■ Provided data
__________
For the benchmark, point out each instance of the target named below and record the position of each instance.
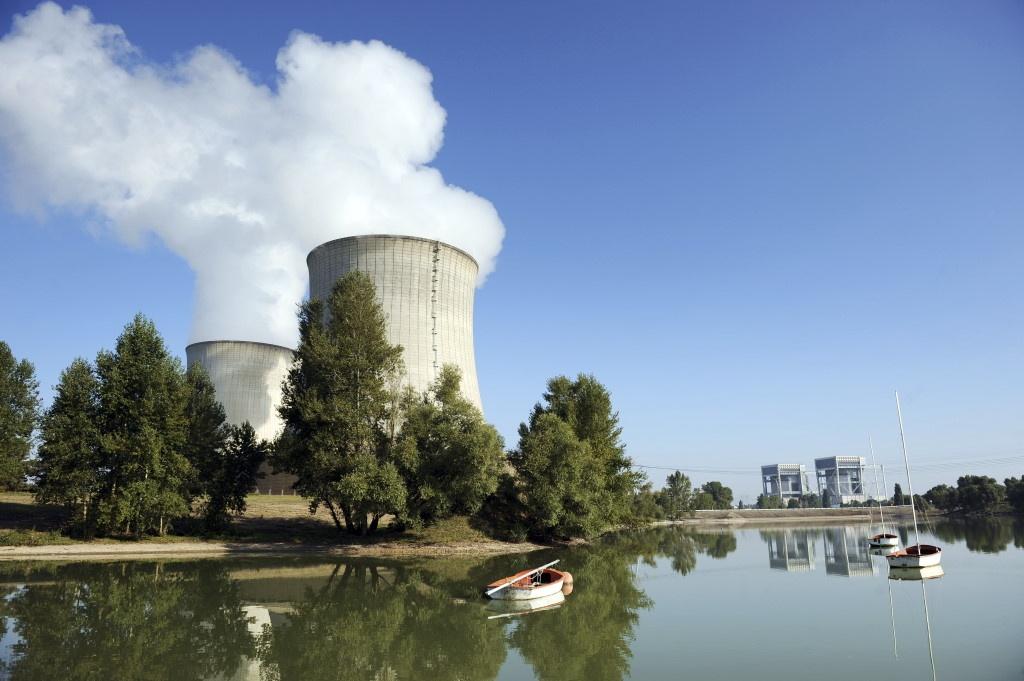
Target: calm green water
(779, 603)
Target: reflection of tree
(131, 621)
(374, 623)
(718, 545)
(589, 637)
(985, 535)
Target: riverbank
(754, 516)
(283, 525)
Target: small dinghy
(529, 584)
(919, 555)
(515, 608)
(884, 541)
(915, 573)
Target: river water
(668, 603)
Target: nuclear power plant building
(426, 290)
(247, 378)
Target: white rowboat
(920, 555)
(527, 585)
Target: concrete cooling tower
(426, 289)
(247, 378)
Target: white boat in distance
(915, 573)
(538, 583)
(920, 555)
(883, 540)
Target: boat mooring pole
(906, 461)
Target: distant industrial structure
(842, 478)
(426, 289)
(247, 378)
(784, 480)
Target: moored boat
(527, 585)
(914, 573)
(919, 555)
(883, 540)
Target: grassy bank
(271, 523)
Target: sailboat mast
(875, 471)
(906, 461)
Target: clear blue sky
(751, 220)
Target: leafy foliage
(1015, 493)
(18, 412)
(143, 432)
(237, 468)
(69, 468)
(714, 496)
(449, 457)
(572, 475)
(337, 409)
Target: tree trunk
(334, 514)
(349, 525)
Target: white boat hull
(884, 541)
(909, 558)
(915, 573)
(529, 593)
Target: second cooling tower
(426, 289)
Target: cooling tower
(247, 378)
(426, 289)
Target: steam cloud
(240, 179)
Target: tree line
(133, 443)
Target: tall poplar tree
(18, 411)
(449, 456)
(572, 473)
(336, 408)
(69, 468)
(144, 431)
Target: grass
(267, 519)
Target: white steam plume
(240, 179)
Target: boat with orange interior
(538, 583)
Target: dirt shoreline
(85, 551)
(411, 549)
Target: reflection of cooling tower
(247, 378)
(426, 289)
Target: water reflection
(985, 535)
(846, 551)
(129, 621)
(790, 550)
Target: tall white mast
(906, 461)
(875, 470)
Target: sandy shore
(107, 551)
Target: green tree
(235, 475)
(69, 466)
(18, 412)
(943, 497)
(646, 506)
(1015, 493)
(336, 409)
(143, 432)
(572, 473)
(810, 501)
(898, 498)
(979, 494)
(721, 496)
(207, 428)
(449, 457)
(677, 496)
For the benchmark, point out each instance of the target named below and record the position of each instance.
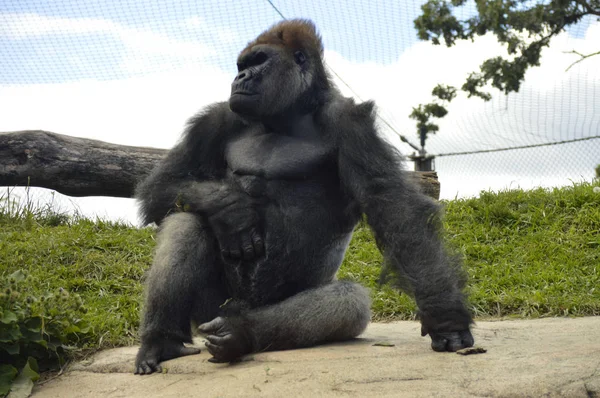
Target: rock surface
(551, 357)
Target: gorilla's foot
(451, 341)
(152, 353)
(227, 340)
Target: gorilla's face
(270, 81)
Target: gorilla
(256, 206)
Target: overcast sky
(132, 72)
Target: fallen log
__________
■ What is expected
Please rewrite the records from the line holding "Target: second cooling tower" through the end of the records, both ends included, as a Markdown table with the columns Row and Line, with one line per row. Leave out blank lines and pictures.

■ Answer to this problem
| Row | Line |
|---|---|
| 1 | Target: second cooling tower |
| 2 | (426, 289) |
| 3 | Target: cooling tower |
| 4 | (247, 378) |
| 5 | (426, 289) |
| 6 | Target: steam cloud |
| 7 | (240, 179) |
| 8 | Target: tree line |
| 9 | (133, 443) |
| 10 | Target: tall poplar tree |
| 11 | (18, 411) |
| 12 | (449, 456) |
| 13 | (572, 473) |
| 14 | (336, 408) |
| 15 | (69, 468) |
| 16 | (144, 431) |
| 17 | Target: grass |
| 18 | (267, 519) |
| 19 | Target: white steam plume |
| 20 | (240, 179) |
| 21 | Target: boat with orange interior |
| 22 | (538, 583) |
| 23 | Target: dirt shoreline |
| 24 | (85, 551) |
| 25 | (411, 549) |
| 26 | Target: reflection of cooling tower |
| 27 | (247, 378) |
| 28 | (426, 289) |
| 29 | Target: water reflection |
| 30 | (985, 535) |
| 31 | (846, 551) |
| 32 | (129, 621) |
| 33 | (790, 550) |
| 34 | Target: tall white mast |
| 35 | (906, 461) |
| 36 | (875, 470) |
| 37 | Target: sandy shore |
| 38 | (107, 551) |
| 39 | Target: green tree |
| 40 | (235, 475) |
| 41 | (69, 466) |
| 42 | (18, 412) |
| 43 | (943, 497) |
| 44 | (646, 506) |
| 45 | (1015, 493) |
| 46 | (336, 409) |
| 47 | (143, 432) |
| 48 | (572, 473) |
| 49 | (810, 501) |
| 50 | (898, 498) |
| 51 | (979, 494) |
| 52 | (721, 496) |
| 53 | (207, 428) |
| 54 | (449, 457) |
| 55 | (677, 496) |
| 56 | For the benchmark, point out each instance of the target named below and record the position of each instance. |
| 57 | Target: rock surface |
| 58 | (551, 357) |
| 59 | Target: gorilla's foot |
| 60 | (451, 341) |
| 61 | (152, 353) |
| 62 | (227, 340) |
| 63 | Target: gorilla's face |
| 64 | (270, 81) |
| 65 | Target: gorilla |
| 66 | (256, 206) |
| 67 | Target: overcast sky |
| 68 | (132, 72) |
| 69 | Target: fallen log |